◆ **EXERCISE REQUIREMENTS**
Copy every line of the data exactly, keeping out any picture.

◆ **INFORMATION SUPPLIED**
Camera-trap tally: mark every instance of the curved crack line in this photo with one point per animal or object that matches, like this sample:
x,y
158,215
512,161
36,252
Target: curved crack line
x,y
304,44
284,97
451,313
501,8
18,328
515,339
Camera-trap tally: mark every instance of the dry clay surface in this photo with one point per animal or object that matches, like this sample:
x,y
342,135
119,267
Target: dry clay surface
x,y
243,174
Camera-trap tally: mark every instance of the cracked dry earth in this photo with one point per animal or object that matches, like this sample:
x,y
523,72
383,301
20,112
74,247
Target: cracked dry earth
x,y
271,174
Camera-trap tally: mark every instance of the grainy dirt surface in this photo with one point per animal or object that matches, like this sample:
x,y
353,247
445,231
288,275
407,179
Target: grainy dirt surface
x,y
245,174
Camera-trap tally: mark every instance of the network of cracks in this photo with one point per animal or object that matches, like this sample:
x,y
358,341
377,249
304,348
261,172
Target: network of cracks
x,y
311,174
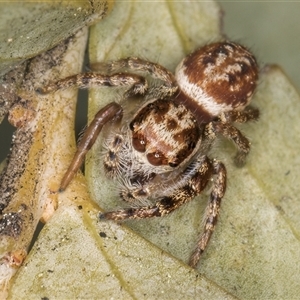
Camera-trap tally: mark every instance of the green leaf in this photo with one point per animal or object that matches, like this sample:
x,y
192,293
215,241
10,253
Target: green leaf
x,y
254,252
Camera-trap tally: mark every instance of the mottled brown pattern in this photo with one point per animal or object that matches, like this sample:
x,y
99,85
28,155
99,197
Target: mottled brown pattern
x,y
226,71
151,125
159,157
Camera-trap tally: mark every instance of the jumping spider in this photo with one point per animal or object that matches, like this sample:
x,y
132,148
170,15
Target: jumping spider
x,y
160,154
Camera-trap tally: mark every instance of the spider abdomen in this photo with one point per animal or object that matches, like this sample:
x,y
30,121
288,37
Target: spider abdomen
x,y
217,78
165,131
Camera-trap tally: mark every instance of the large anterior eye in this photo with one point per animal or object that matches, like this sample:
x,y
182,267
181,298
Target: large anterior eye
x,y
157,158
139,142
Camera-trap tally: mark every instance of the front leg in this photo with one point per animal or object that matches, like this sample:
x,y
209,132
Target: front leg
x,y
112,111
196,178
137,84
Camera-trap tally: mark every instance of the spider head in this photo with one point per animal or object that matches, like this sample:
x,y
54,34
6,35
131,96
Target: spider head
x,y
165,132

◆ **RESPONSE AREA**
Camera-trap tally: mark every instance of the curved crack line in this photo with one point per animal or object that matches, like this sample:
x,y
158,215
512,161
36,252
Target: curved crack line
x,y
304,44
284,97
451,313
501,8
18,328
515,339
Camera-trap tally: mark every instance of the dry clay surface in this photo with one point per animal or object that matches, like this sample:
x,y
342,135
119,267
Target: dry clay surface
x,y
243,174
Camera-trap tally: mark every instance of the cracked dry earth in this photo with one point per animal or object that matches, like this sample:
x,y
523,72
383,301
20,112
74,247
Target: cracked dry earth
x,y
271,174
Camera-trap tally: mark every instance of the grainy dirt surface in this photo with one point per animal or object that matches, like this sample:
x,y
353,247
445,231
288,275
407,179
Target: grainy dirt surface
x,y
245,174
Camera-trap tally: mark every instance of the network of cracks in this photo with one point per animal or object that matches, like this sample:
x,y
358,341
377,249
304,348
261,172
Target: network of cracks
x,y
311,174
Camera-trap tally: mark every instance of the green leaf in this photo with one point per animal or object that matches, like this sample:
x,y
192,293
215,241
10,253
Target: green leaf
x,y
254,252
Camera-trap tally: mark every instance of the mottled brown pattern in this photo with one point per animal or object that matches, like this sample:
x,y
99,85
28,155
99,197
Target: mottled brown pattern
x,y
226,71
151,125
159,157
Camera-trap tally: mark every instance of the jumping spider in this photo with one point per animal or object that matches, like this sample:
x,y
132,148
170,15
Target: jumping spider
x,y
160,154
Camera-trap tally: mark every instance of the spider abdomen in this photo with one point per animal or object that matches, like this sample:
x,y
30,121
288,37
Target: spider abdomen
x,y
217,78
165,131
Camera-trap tally: mark every instance of the large anterior eye in this photo with one point per animal or object that matches, like this sample:
x,y
182,267
181,298
Target: large anterior eye
x,y
157,158
139,142
Camera-trap tally: mark every instance of the front leg in this photo with one point per animal or object that matches, like this sample:
x,y
209,132
Target: front leg
x,y
112,111
196,178
137,84
Camera-trap tally: mark every instance of the spider head in this photo with one point per animal or object that matches, like this sample:
x,y
54,34
6,35
131,96
Target: spider head
x,y
165,132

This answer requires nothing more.